In the biography of Chien Tung-ming, which court acquitted him in April 2019?

▸ **SOURCE EXCERPT**

* start *

Chien Tung-ming (; born 4 June 1951) is a Taiwanese Paiwan politician. Also known by the Paiwan-language name Uliw Qaljupayare, he represented the Highland Aborigine district from 2008 to 2020, alongside Kao Chin Su-mei and Kung Wen-chi.

Early life and education
Chien graduated from Fang Liao High School in Pingtung County before attending National Pingtung University of Education. He earned a master's degree in public administration and policy at National Chung Hsing University and taught at multiple elementary schools.

Political career
Chen served Shizi Township as mayor for two terms from 1990 to 1998. He was elected to the Pingtung County Council later that year and stepped down in 2007 to prepare for a legislative campaign.

Electoral controversies
Chien was first elected to the Legislative Yuan in 2008 with 26.86% of the vote in the three-member Highland Aborigine district. Prosecutors in Kaohsiung sued Chien in February 2012 as part of a vote-buying probe related to the 2008 elections, and three of his staff were imprisoned, but Chien himself was cleared in 2013. More vote-buying allegations against Chien, this time in his native Pingtung County, surfaced during the 2016 legislative elections. The 2016 case was taken to Taichung District Court, where prosecutors sought an annulment of Chien's election victory. Chien and 57 others, including some of his campaign staff and a number of Pingtung County residents, were indicted in March. The Pingtung District Court issued the first ruling on the case in June 2017, sentencing Chien to five and a half years imprisonment. As a result of the guilty verdict, Chien became the first Taiwanese legislator be suspended from his duties due to court proceedings. Upon appeal in January 2019, Chien's penalty was reduced, and he was acquitted in April of that year by the Kaohsiung branch of the Taiwan High Court. Chien did not run in the 2020 legislative elections, and was succeeded in office by Wu Li-hua in 2020, who contested the seat on behalf of the Democratic Progressive Party.

Legislative actions
Chien coauthored an amendment to the Mountain Slope Conservation and Utilization Act in 2012 that led to criticism from many aboriginal rights groups. The act contained a clause that mandated how long an aborigine was to keep their land before legally selling it. Chin, Kung, and Chien, along with Sra Kacaw, Liao Kuo-tung, and Lin Cheng-er, all aborigines, believed that the five-year ownership period mandated in the law was discriminatory and irrelevant, as the law already stated that all aboriginal land could only be sold to another aborigine. Chien authored another law related to aboriginal land reform in 2015, making it legal for aborigines to receive monetary compensation on land they own within conservation areas because they are barred from developing land marked as protected territory.

* end *

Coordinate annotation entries

* start *

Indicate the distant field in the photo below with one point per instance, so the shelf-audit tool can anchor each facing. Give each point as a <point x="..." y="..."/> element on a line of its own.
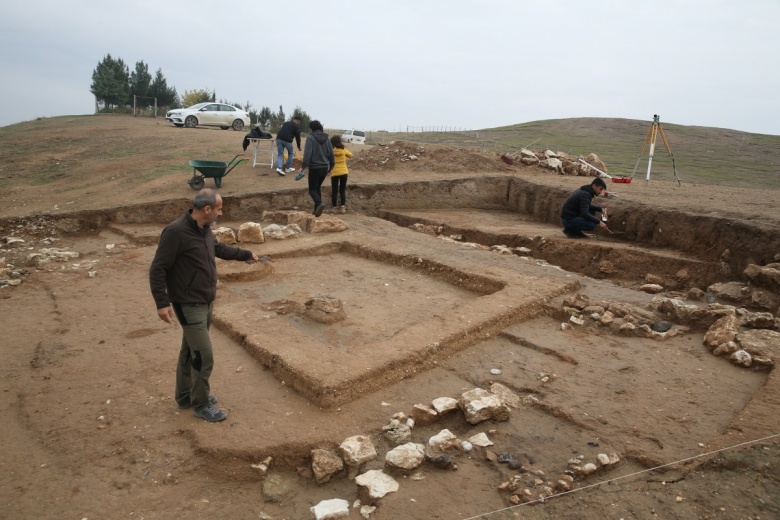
<point x="702" y="154"/>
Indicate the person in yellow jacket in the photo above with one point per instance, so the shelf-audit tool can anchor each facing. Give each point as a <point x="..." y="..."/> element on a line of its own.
<point x="338" y="177"/>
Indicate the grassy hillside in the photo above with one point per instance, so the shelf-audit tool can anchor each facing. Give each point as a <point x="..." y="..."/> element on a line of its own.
<point x="702" y="154"/>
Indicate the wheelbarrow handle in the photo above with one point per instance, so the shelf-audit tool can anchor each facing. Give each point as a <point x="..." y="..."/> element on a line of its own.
<point x="234" y="162"/>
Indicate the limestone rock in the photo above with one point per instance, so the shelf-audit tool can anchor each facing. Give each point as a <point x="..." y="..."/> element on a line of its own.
<point x="767" y="276"/>
<point x="442" y="442"/>
<point x="397" y="432"/>
<point x="651" y="288"/>
<point x="480" y="405"/>
<point x="277" y="232"/>
<point x="507" y="396"/>
<point x="481" y="439"/>
<point x="741" y="358"/>
<point x="324" y="309"/>
<point x="406" y="456"/>
<point x="331" y="508"/>
<point x="357" y="449"/>
<point x="443" y="405"/>
<point x="424" y="415"/>
<point x="731" y="291"/>
<point x="722" y="331"/>
<point x="377" y="483"/>
<point x="251" y="233"/>
<point x="326" y="224"/>
<point x="225" y="235"/>
<point x="760" y="343"/>
<point x="325" y="464"/>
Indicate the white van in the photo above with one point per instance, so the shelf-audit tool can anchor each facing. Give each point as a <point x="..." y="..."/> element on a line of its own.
<point x="354" y="136"/>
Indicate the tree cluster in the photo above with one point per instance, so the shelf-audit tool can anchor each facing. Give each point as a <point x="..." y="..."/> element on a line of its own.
<point x="114" y="86"/>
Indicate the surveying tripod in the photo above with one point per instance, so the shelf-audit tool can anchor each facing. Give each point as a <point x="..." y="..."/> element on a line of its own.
<point x="655" y="129"/>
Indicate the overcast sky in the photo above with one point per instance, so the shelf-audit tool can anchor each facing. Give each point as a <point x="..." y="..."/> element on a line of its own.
<point x="386" y="65"/>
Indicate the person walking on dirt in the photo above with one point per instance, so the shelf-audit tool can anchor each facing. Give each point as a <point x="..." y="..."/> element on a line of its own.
<point x="338" y="177"/>
<point x="183" y="280"/>
<point x="578" y="214"/>
<point x="319" y="159"/>
<point x="284" y="138"/>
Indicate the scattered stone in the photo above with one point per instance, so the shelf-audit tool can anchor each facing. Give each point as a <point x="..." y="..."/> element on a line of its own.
<point x="251" y="233"/>
<point x="480" y="439"/>
<point x="277" y="232"/>
<point x="442" y="461"/>
<point x="325" y="464"/>
<point x="760" y="343"/>
<point x="397" y="432"/>
<point x="357" y="449"/>
<point x="324" y="309"/>
<point x="332" y="508"/>
<point x="423" y="415"/>
<point x="407" y="456"/>
<point x="722" y="331"/>
<point x="507" y="396"/>
<point x="442" y="442"/>
<point x="661" y="326"/>
<point x="443" y="405"/>
<point x="741" y="358"/>
<point x="480" y="405"/>
<point x="377" y="483"/>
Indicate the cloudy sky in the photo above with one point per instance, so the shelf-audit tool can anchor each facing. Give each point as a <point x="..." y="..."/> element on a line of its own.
<point x="395" y="63"/>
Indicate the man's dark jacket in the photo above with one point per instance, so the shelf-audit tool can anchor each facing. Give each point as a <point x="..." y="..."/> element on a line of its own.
<point x="318" y="152"/>
<point x="579" y="205"/>
<point x="255" y="133"/>
<point x="184" y="269"/>
<point x="288" y="132"/>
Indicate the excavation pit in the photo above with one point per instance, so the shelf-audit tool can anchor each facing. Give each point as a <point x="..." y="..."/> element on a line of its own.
<point x="403" y="313"/>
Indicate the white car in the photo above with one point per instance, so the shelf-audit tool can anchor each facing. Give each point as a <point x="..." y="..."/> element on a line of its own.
<point x="209" y="114"/>
<point x="354" y="136"/>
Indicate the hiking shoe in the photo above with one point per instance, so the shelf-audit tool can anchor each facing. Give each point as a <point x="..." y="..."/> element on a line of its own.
<point x="210" y="413"/>
<point x="188" y="404"/>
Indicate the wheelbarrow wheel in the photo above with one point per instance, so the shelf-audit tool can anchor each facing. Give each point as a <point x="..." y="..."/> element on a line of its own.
<point x="197" y="182"/>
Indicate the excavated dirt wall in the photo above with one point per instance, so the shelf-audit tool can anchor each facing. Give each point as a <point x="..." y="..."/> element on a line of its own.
<point x="732" y="243"/>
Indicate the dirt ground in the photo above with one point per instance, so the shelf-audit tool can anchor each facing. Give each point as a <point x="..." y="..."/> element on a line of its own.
<point x="431" y="311"/>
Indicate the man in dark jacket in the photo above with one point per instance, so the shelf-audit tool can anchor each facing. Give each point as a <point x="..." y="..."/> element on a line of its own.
<point x="183" y="279"/>
<point x="284" y="138"/>
<point x="256" y="133"/>
<point x="578" y="214"/>
<point x="318" y="157"/>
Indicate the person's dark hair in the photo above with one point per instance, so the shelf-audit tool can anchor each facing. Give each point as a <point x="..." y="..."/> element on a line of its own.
<point x="205" y="197"/>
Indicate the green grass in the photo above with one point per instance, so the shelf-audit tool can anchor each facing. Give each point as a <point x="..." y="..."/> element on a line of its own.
<point x="701" y="154"/>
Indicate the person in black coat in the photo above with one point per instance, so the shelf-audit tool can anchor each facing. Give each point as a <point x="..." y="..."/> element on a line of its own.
<point x="578" y="214"/>
<point x="256" y="133"/>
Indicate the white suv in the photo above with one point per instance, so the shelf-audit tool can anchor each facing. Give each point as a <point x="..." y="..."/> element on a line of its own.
<point x="354" y="136"/>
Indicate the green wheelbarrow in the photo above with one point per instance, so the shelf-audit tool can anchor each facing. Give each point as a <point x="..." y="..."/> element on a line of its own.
<point x="211" y="169"/>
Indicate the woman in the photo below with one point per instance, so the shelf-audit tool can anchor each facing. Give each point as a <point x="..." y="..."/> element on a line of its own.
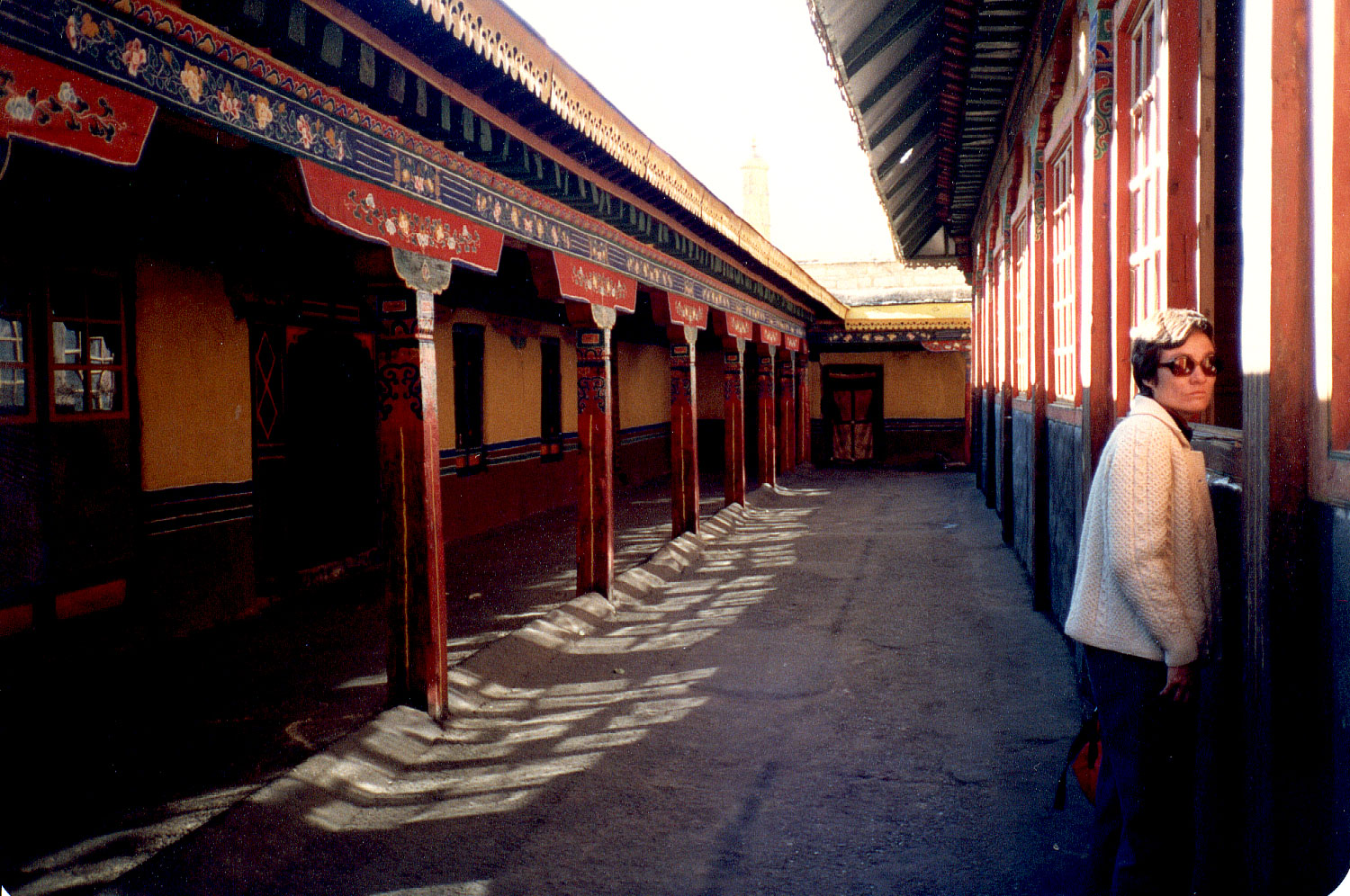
<point x="1142" y="599"/>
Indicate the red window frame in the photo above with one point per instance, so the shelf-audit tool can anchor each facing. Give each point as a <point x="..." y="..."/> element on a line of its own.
<point x="1148" y="153"/>
<point x="1330" y="118"/>
<point x="1063" y="245"/>
<point x="1021" y="299"/>
<point x="99" y="351"/>
<point x="16" y="331"/>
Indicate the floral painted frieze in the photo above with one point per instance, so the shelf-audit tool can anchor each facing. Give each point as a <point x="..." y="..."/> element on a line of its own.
<point x="49" y="104"/>
<point x="156" y="49"/>
<point x="393" y="219"/>
<point x="585" y="281"/>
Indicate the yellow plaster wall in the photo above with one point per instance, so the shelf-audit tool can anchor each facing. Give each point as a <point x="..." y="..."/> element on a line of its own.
<point x="192" y="380"/>
<point x="510" y="377"/>
<point x="510" y="388"/>
<point x="644" y="385"/>
<point x="446" y="372"/>
<point x="915" y="385"/>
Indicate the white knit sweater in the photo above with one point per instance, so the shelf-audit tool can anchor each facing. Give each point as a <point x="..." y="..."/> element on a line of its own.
<point x="1148" y="561"/>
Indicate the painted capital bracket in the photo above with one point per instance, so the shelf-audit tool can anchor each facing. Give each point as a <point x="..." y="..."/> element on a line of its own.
<point x="421" y="273"/>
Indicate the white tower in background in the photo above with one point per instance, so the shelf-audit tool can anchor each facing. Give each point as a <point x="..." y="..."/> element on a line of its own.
<point x="755" y="192"/>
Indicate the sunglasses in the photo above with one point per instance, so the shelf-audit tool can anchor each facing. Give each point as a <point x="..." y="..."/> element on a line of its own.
<point x="1184" y="364"/>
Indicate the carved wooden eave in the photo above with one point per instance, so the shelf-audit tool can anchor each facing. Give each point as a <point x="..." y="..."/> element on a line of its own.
<point x="509" y="45"/>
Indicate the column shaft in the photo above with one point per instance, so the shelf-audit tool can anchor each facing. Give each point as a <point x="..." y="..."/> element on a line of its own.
<point x="786" y="410"/>
<point x="683" y="435"/>
<point x="596" y="467"/>
<point x="767" y="451"/>
<point x="734" y="416"/>
<point x="410" y="470"/>
<point x="804" y="410"/>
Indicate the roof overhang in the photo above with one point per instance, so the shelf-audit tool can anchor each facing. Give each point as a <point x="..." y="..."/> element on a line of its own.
<point x="928" y="84"/>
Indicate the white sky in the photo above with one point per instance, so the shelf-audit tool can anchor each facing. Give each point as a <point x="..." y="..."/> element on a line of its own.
<point x="704" y="77"/>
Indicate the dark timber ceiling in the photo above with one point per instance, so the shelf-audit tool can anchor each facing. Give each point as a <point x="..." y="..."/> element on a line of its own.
<point x="929" y="84"/>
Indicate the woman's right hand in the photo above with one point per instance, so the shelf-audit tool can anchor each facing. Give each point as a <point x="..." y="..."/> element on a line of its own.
<point x="1180" y="687"/>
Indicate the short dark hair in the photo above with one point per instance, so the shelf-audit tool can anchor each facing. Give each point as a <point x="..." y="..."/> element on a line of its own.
<point x="1163" y="329"/>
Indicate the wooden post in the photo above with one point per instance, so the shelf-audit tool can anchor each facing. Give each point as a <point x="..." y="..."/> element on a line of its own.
<point x="767" y="453"/>
<point x="1282" y="693"/>
<point x="594" y="439"/>
<point x="788" y="410"/>
<point x="804" y="408"/>
<point x="683" y="432"/>
<point x="682" y="318"/>
<point x="410" y="472"/>
<point x="734" y="416"/>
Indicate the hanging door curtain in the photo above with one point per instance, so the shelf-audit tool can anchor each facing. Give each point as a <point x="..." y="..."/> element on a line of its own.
<point x="49" y="104"/>
<point x="853" y="428"/>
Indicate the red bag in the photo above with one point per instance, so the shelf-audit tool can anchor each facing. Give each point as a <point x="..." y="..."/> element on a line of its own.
<point x="1084" y="761"/>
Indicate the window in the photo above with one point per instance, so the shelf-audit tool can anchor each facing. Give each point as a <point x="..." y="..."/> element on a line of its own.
<point x="467" y="345"/>
<point x="1148" y="153"/>
<point x="1064" y="381"/>
<point x="15" y="356"/>
<point x="1021" y="308"/>
<point x="551" y="399"/>
<point x="88" y="353"/>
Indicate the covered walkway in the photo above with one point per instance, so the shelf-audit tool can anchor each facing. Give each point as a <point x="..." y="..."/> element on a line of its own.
<point x="842" y="688"/>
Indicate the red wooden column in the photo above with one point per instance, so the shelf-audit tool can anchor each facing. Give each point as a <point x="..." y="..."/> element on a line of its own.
<point x="734" y="331"/>
<point x="593" y="297"/>
<point x="410" y="474"/>
<point x="596" y="443"/>
<point x="682" y="318"/>
<point x="804" y="408"/>
<point x="786" y="409"/>
<point x="766" y="350"/>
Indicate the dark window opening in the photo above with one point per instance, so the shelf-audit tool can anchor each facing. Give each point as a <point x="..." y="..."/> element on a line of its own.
<point x="467" y="345"/>
<point x="88" y="358"/>
<point x="551" y="399"/>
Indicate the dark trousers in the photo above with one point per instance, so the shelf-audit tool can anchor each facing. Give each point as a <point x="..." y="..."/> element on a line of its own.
<point x="1142" y="841"/>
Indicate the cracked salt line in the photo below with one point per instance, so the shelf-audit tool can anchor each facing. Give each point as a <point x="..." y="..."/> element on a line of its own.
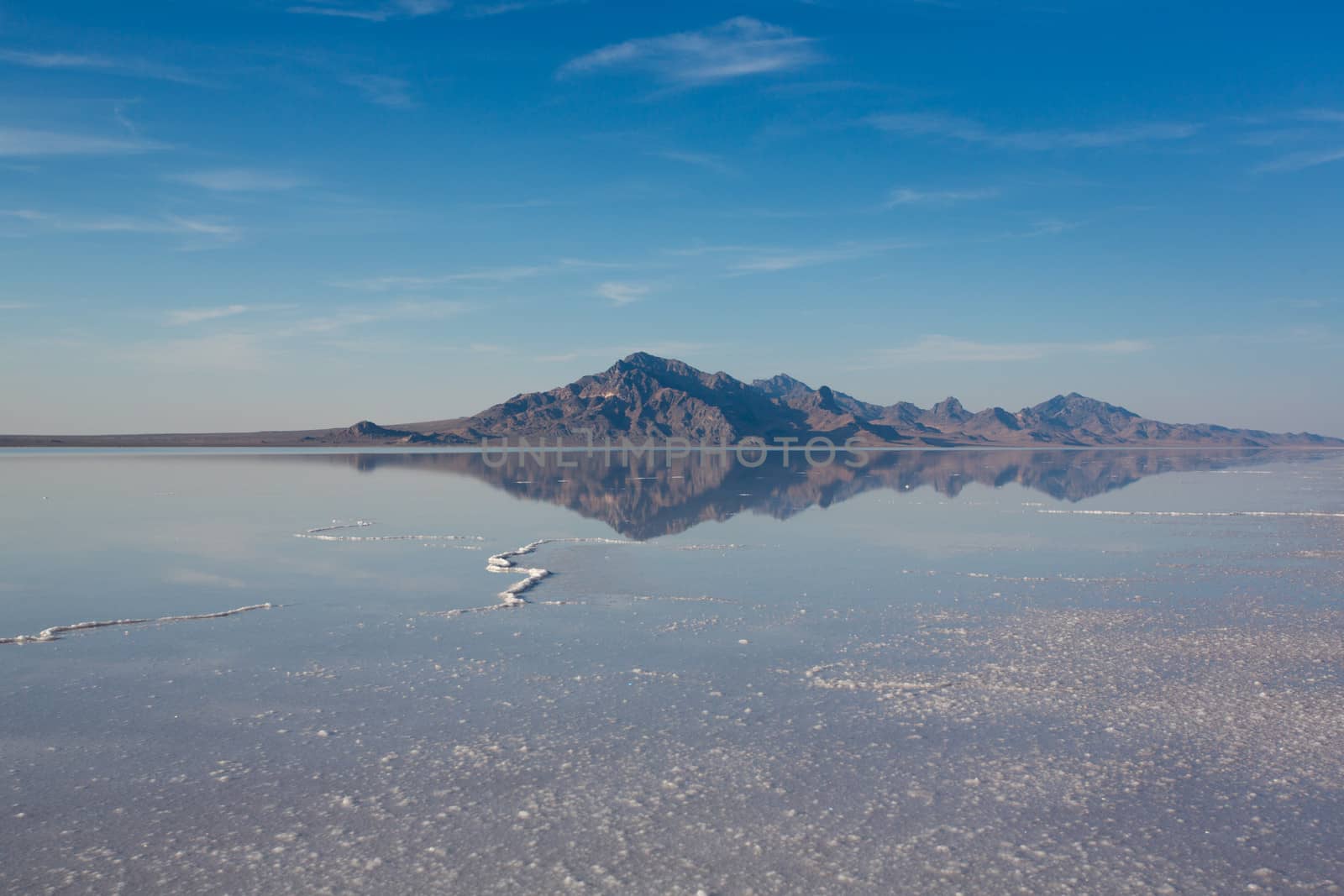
<point x="54" y="633"/>
<point x="1211" y="513"/>
<point x="322" y="533"/>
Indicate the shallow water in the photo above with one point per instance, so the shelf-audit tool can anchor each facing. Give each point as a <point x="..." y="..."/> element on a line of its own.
<point x="945" y="672"/>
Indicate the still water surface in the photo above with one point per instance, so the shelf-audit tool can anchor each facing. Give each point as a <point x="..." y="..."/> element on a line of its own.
<point x="944" y="672"/>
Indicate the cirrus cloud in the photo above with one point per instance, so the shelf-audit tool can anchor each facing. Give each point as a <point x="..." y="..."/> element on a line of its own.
<point x="734" y="49"/>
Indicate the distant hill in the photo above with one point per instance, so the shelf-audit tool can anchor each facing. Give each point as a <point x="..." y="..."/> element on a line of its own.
<point x="645" y="396"/>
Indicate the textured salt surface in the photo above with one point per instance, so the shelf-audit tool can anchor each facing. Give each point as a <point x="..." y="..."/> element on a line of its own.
<point x="55" y="631"/>
<point x="891" y="734"/>
<point x="323" y="533"/>
<point x="1200" y="513"/>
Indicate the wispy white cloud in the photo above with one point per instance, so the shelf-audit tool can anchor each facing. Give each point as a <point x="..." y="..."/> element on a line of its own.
<point x="383" y="90"/>
<point x="239" y="181"/>
<point x="911" y="196"/>
<point x="612" y="352"/>
<point x="104" y="65"/>
<point x="1305" y="159"/>
<point x="974" y="132"/>
<point x="186" y="316"/>
<point x="506" y="275"/>
<point x="217" y="352"/>
<point x="373" y="13"/>
<point x="171" y="224"/>
<point x="396" y="312"/>
<point x="416" y="282"/>
<point x="736" y="49"/>
<point x="788" y="259"/>
<point x="30" y="143"/>
<point x="487" y="9"/>
<point x="620" y="293"/>
<point x="938" y="349"/>
<point x="699" y="159"/>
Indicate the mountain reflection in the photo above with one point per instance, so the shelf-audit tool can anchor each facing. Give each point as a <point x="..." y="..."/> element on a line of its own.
<point x="663" y="493"/>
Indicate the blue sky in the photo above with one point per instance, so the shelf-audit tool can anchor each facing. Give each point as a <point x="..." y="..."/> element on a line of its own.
<point x="255" y="214"/>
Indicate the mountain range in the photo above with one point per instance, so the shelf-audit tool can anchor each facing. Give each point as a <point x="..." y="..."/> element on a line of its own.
<point x="644" y="396"/>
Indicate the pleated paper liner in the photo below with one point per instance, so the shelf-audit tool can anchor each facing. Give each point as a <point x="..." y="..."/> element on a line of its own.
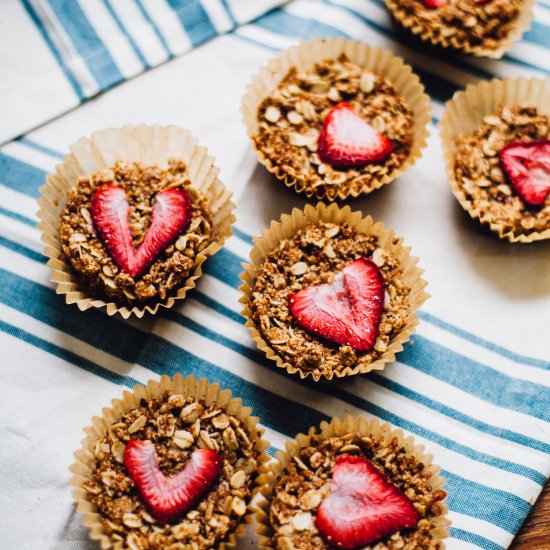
<point x="201" y="390"/>
<point x="288" y="225"/>
<point x="463" y="115"/>
<point x="149" y="145"/>
<point x="522" y="24"/>
<point x="304" y="56"/>
<point x="270" y="472"/>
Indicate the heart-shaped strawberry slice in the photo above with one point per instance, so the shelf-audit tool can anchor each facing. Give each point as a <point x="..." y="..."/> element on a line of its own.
<point x="347" y="310"/>
<point x="348" y="141"/>
<point x="167" y="499"/>
<point x="110" y="209"/>
<point x="362" y="507"/>
<point x="527" y="166"/>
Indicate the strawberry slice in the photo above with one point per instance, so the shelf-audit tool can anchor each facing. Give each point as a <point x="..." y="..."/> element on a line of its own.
<point x="110" y="209"/>
<point x="347" y="310"/>
<point x="438" y="3"/>
<point x="348" y="141"/>
<point x="362" y="507"/>
<point x="167" y="499"/>
<point x="527" y="166"/>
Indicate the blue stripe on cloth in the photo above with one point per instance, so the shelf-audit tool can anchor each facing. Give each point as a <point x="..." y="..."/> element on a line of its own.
<point x="118" y="22"/>
<point x="66" y="355"/>
<point x="159" y="355"/>
<point x="20" y="249"/>
<point x="471" y="376"/>
<point x="156" y="30"/>
<point x="194" y="19"/>
<point x="39" y="147"/>
<point x="87" y="43"/>
<point x="18" y="217"/>
<point x="464" y="418"/>
<point x="55" y="52"/>
<point x="499" y="507"/>
<point x="21" y="176"/>
<point x="472" y="538"/>
<point x="229" y="13"/>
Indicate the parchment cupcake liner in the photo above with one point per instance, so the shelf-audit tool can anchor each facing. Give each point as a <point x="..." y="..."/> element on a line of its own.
<point x="270" y="472"/>
<point x="377" y="60"/>
<point x="463" y="115"/>
<point x="148" y="145"/>
<point x="522" y="24"/>
<point x="201" y="390"/>
<point x="288" y="225"/>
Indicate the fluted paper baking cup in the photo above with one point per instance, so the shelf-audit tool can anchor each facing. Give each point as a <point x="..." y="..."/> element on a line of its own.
<point x="463" y="115"/>
<point x="304" y="56"/>
<point x="149" y="145"/>
<point x="286" y="228"/>
<point x="270" y="472"/>
<point x="521" y="26"/>
<point x="202" y="390"/>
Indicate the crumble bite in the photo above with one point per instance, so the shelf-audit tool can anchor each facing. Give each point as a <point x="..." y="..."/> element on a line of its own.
<point x="291" y="119"/>
<point x="88" y="255"/>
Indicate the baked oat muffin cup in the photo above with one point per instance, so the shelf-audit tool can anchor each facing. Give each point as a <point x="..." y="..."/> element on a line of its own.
<point x="271" y="472"/>
<point x="463" y="115"/>
<point x="522" y="25"/>
<point x="303" y="57"/>
<point x="286" y="228"/>
<point x="201" y="390"/>
<point x="149" y="145"/>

* end *

▸ **EXERCISE RESULT**
The Kaohsiung branch of the Taiwan High Court.